Nella stragrande maggioranza delle competizioni – che si tratti di sport a livello amatoriale o agonistico oppure di semplici giochi di società tra amici – arrivare ultimi significa perdere.
Nel mondo del ciclismo italiano però, c’è stato un periodo in cui tagliare il traguardo per ultimi significava avere non solo la possibilità di diventare famosi, ma anche di vincere un premio in denaro. Dal 1946 infatti, gli organizzatori del Giro d’Italia istituirono il premio Maglia Nera al corridore che avrebbe impiegato il maggior tempo per completare la gara.
Le origini
Nel 1946, dopo cinque anni di guerra di cui gli ultimi due caratterizzati da un terribile conflitto civile, la corsa rosa tornò a rinascere.
La prima edizione del Giro del secondo dopoguerra ripropose il duello tra i due grandi atleti che avevano caratterizzato la scena ciclistica dell’anteguerra: Fausto Coppi e Gino Bartali (e chi altrimenti?). La rivalità al Giro d’Italia infiammò il tifo degli appassionati che popolarono i bordi delle strade della penisola.
Soprattutto in quell’anno però, non solamente i migliori venivano incoraggiati e spinti verso la conquista della maglia rosa, bensì anche l’ultimo ciclista era supportato dal tifo. Oltre alla maglia nera indossata dal peggior ciclista, venne introdotto un vero e proprio premio.
In un contesto delicato come quello dell’Italia post Seconda Guerra mondiale, la scelta del colore nero assunse una connotazione politica per niente irrilevante.

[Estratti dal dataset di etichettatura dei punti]
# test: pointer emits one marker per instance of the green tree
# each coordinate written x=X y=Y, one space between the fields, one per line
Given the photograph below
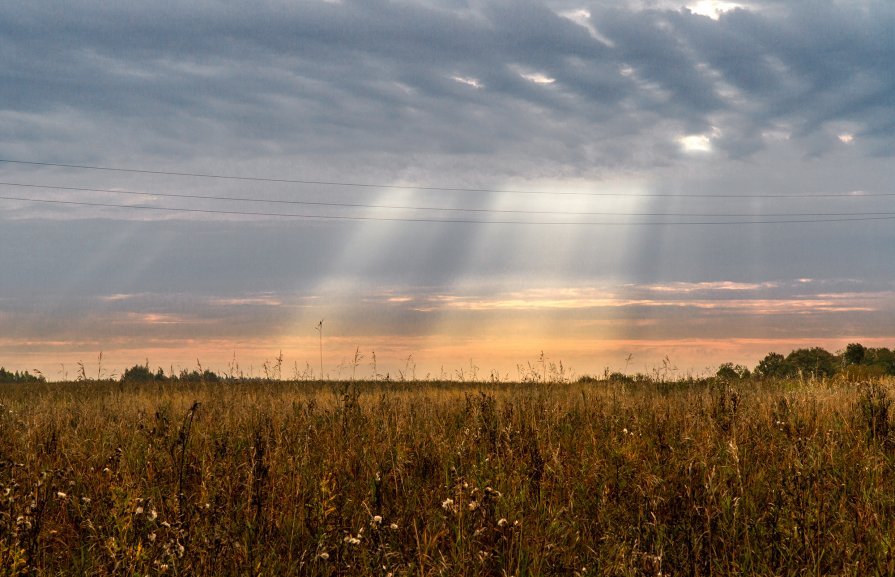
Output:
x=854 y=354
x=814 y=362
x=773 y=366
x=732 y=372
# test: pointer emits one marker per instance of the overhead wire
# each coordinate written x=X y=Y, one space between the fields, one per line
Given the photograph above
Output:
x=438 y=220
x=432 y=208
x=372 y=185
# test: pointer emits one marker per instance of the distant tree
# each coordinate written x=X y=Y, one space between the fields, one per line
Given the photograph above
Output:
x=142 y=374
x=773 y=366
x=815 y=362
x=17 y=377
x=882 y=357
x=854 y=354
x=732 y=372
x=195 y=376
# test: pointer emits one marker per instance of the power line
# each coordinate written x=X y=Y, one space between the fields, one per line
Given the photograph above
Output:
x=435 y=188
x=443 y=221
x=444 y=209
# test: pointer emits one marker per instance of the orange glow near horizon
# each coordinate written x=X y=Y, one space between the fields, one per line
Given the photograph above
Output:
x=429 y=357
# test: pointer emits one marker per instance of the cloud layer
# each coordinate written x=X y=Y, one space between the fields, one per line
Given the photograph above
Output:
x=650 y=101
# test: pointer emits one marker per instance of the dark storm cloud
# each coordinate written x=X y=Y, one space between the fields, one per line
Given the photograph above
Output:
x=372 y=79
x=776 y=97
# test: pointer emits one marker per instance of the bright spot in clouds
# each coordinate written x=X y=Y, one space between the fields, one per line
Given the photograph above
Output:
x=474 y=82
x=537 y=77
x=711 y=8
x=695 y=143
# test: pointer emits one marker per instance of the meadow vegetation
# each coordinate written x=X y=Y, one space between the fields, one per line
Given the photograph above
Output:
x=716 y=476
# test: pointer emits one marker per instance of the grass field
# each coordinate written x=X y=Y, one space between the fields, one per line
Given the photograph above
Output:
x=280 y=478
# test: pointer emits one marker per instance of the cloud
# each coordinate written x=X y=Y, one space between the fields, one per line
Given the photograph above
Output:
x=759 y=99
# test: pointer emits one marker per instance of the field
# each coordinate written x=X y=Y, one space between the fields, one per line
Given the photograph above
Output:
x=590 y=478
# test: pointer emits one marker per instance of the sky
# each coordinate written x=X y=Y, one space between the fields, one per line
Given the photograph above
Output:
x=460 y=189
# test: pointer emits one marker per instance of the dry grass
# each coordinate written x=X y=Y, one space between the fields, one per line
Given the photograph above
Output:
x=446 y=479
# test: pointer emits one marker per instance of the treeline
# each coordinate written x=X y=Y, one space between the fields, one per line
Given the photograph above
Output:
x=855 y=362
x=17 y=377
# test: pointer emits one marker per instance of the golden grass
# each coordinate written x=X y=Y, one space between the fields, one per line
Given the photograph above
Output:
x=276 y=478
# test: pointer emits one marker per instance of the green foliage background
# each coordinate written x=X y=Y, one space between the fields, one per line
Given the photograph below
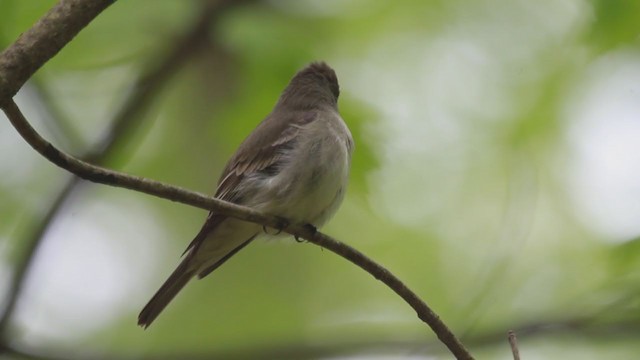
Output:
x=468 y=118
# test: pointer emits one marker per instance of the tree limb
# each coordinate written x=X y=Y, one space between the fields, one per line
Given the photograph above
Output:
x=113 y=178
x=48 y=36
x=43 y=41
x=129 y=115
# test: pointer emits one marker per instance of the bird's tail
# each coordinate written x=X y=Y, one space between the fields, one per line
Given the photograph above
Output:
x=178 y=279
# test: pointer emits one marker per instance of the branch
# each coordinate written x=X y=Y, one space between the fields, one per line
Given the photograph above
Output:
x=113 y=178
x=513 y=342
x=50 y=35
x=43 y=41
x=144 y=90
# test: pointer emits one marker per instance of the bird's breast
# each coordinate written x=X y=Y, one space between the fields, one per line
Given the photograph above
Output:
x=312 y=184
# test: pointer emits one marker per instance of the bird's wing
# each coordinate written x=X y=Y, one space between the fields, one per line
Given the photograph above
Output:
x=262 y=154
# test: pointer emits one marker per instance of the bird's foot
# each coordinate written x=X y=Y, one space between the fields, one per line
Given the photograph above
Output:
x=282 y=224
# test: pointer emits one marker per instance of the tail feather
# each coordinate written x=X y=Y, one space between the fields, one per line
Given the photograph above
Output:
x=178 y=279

[Scopo del compito]: Stampa senza modifiche il passo del testo sulla Maglia Nera che comincia con "Soprattutto in quell’anno" e prosegue fino a "e proprio premio.".

[Risultato del compito]:
Soprattutto in quell’anno però, non solamente i migliori venivano incoraggiati e spinti verso la conquista della maglia rosa, bensì anche l’ultimo ciclista era supportato dal tifo. Oltre alla maglia nera indossata dal peggior ciclista, venne introdotto un vero e proprio premio.